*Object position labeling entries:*
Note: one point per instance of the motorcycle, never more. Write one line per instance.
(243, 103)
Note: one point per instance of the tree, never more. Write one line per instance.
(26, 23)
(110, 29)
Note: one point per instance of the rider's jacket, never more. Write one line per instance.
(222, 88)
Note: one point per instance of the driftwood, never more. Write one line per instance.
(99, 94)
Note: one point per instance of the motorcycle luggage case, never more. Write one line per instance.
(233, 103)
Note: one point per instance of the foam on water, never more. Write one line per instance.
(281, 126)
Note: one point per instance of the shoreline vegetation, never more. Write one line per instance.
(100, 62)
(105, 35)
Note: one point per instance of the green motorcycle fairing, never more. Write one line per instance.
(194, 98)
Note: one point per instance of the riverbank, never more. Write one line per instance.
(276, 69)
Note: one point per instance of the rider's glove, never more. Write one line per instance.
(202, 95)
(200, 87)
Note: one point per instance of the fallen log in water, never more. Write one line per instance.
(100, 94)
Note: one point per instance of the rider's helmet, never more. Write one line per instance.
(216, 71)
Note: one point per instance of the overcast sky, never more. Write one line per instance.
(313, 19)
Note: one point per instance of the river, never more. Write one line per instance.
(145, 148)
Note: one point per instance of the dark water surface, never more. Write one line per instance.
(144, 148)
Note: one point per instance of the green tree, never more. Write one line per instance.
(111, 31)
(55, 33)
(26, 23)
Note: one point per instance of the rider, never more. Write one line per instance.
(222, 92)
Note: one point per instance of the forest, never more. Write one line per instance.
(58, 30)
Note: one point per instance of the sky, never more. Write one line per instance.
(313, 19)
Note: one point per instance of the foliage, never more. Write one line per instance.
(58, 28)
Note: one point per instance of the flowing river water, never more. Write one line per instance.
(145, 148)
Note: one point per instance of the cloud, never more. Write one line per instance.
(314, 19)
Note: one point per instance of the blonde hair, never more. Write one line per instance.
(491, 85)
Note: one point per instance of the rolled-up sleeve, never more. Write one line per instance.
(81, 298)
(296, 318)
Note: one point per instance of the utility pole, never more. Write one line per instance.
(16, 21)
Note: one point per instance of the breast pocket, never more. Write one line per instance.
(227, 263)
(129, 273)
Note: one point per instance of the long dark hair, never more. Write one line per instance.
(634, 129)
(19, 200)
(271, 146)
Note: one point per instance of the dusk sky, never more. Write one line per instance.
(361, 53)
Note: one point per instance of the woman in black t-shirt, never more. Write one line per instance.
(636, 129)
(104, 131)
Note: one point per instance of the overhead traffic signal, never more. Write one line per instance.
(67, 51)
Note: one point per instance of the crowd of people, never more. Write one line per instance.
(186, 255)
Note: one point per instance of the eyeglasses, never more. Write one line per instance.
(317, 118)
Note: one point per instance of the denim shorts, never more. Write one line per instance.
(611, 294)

*Aim of the task:*
Extract each entry in full, exactly as given.

*Task result:*
Note: one point per instance of the motorcycle, never more. Write one line per instance.
(243, 103)
Note: one point per instance of the tree, never more. Write one line per instance.
(26, 23)
(110, 29)
Note: one point per instance of the rider's jacket, never more. Write one line per instance.
(222, 88)
Note: one point per instance of the driftwood, never more. Write one line per instance.
(99, 94)
Note: one point per instance of the motorcycle luggage case, never more. Write one line per instance.
(233, 103)
Note: one point per instance of the foam on water, never more. Write one line per instance.
(281, 126)
Note: one point per instance of the shoreline vegetation, never more. Write one line per instance.
(100, 62)
(105, 35)
Note: one point per instance of the green motorcycle fairing, never more. Write one line per instance.
(194, 98)
Note: one point per instance of the riverbank, never more. Write one line per instance.
(276, 69)
Note: one point per instance of the rider's glove, never more. Write one line per instance.
(202, 95)
(200, 87)
Note: one point per instance of the fallen log in water, never more. Write one line per instance.
(100, 94)
Note: one point per instance of the rider's helmet, never more. Write one line per instance.
(216, 71)
Note: one point per instance of the overcast sky, never more. Write one line per instance.
(313, 19)
Note: one point per instance of the river, never more. Write one line per instance.
(145, 148)
Note: one point per instance of the dark water surface, never more. Write one line per instance.
(144, 148)
Note: one point per instance of the green tree, never more. Write one line per instance.
(111, 31)
(55, 33)
(26, 23)
Note: one point per instance of the rider, never more. Write one line per instance.
(222, 92)
Note: one point per instance of the forest, never more. Write one line per instance.
(58, 30)
Note: one point per instance of the sky, never more. Write one line per instance.
(313, 19)
Note: one point per instance of the foliage, never more. Write one line per instance.
(58, 28)
Note: one point per instance of the flowing river water, never more. Write one line per instance.
(145, 148)
Note: one point per instance of the cloud, never more. Write one line per instance.
(314, 19)
Note: one point per instance of the blonde hair, never more. Write one line per instance.
(491, 85)
Note: one point per instance of the rolled-up sleeve, never more. Write one line per instance.
(81, 298)
(296, 318)
Note: one point per instance of the utility pole, never more. Write one line per instance.
(16, 21)
Note: one point per instance of the breast pocket, never more. Write one line per instance.
(227, 263)
(129, 273)
Note: one point per instance of the long dark hair, never more. Write one line per instance.
(634, 129)
(19, 200)
(271, 146)
Note: one point per instance of the dusk sky, never more. Write one line per instance.
(361, 53)
Note: one point per instance of the woman in black t-shirt, never more. Write one line per instance.
(636, 129)
(104, 131)
Note: one point per instance of the overhead traffic signal, never more. Write one line per instance.
(67, 51)
Note: one point per instance of the crowd of people, never more. Write one line per instance.
(186, 255)
Note: one point per instance of the eyeglasses, never more. Write one line per instance.
(317, 118)
Note: one point per instance of the denim shorts, never more. Write one line per instance.
(611, 294)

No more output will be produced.